===== RECORDED DATA =====
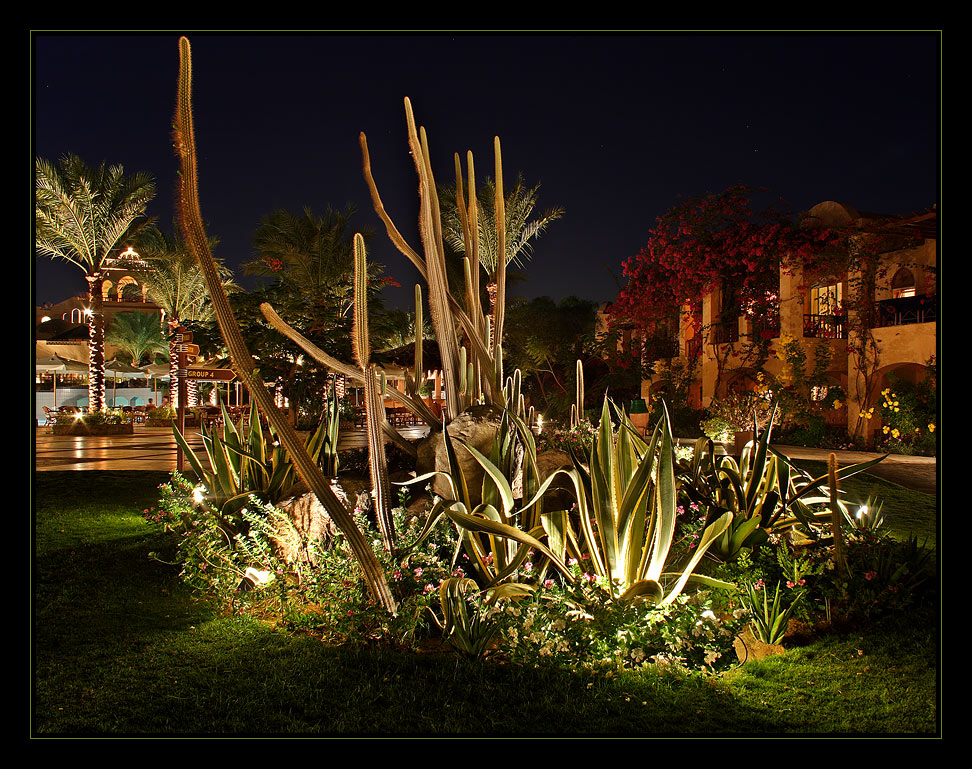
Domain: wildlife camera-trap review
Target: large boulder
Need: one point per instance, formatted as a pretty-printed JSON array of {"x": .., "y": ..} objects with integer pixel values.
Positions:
[
  {"x": 311, "y": 523},
  {"x": 477, "y": 426}
]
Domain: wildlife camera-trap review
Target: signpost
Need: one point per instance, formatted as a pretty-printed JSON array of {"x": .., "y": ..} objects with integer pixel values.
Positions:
[
  {"x": 186, "y": 350},
  {"x": 210, "y": 374}
]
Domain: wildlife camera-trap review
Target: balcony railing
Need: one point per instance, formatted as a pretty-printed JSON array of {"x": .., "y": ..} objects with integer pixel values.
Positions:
[
  {"x": 724, "y": 333},
  {"x": 657, "y": 349},
  {"x": 693, "y": 347},
  {"x": 907, "y": 310},
  {"x": 824, "y": 326}
]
=====
OBJECTIVE =>
Update all the records above by replacing every "Target" with "Object" and leaving every other line unchanged. Omit the pictures from your answer.

SOLUTION =>
Domain: wildlife camera-trap review
Object: large boulder
Need: one point per instance, formatted as a pretty-printed JSON array of {"x": .., "y": ..} objects with integer pixel values.
Positions:
[
  {"x": 311, "y": 523},
  {"x": 477, "y": 426}
]
Domain: wildlife camera-trap review
Object: signpost
Need: one point per instance, formatted as a pretty-printed JSON array of {"x": .., "y": ..} objects with integer pixel values.
Positions:
[
  {"x": 186, "y": 350},
  {"x": 210, "y": 374}
]
Domain: wildlife camera-trap review
Object: balcony railing
Need: one point per instance, formatted as a pretty-printed JSON array of {"x": .., "y": ..} objects with integer pixel values.
Positions:
[
  {"x": 724, "y": 333},
  {"x": 657, "y": 349},
  {"x": 693, "y": 347},
  {"x": 907, "y": 310},
  {"x": 824, "y": 326}
]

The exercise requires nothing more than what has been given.